● **INFORMATION SHOWN**
----

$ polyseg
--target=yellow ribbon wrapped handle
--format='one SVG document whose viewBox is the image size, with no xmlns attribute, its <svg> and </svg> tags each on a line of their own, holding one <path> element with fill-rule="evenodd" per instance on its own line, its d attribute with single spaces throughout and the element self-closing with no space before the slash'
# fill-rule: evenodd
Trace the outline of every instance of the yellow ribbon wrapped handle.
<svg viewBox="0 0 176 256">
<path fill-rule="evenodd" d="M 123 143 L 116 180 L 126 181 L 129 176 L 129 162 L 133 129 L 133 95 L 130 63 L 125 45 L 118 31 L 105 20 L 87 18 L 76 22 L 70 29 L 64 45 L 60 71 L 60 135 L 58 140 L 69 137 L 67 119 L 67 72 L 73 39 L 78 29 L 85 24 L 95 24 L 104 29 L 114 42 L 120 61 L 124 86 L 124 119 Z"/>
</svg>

----

● **INSTRUCTIONS TO FOLLOW**
Copy every line above verbatim, changing no character.

● **RESULT FOR THIS TASK**
$ polyseg
--target=yellow ribbon wrapped handle
--format='one SVG document whose viewBox is the image size, with no xmlns attribute, its <svg> and </svg> tags each on a line of their own, holding one <path> element with fill-rule="evenodd" per instance on its own line, its d attribute with single spaces throughout and the element self-closing with no space before the slash'
# fill-rule: evenodd
Trace the outline of every instance of the yellow ribbon wrapped handle.
<svg viewBox="0 0 176 256">
<path fill-rule="evenodd" d="M 123 143 L 116 180 L 126 181 L 129 176 L 129 162 L 133 129 L 133 95 L 130 63 L 125 45 L 118 31 L 105 20 L 87 18 L 76 22 L 70 29 L 64 45 L 60 71 L 60 135 L 58 140 L 69 137 L 67 119 L 67 72 L 73 39 L 78 29 L 85 24 L 95 24 L 104 29 L 114 42 L 120 61 L 124 86 L 124 119 Z"/>
</svg>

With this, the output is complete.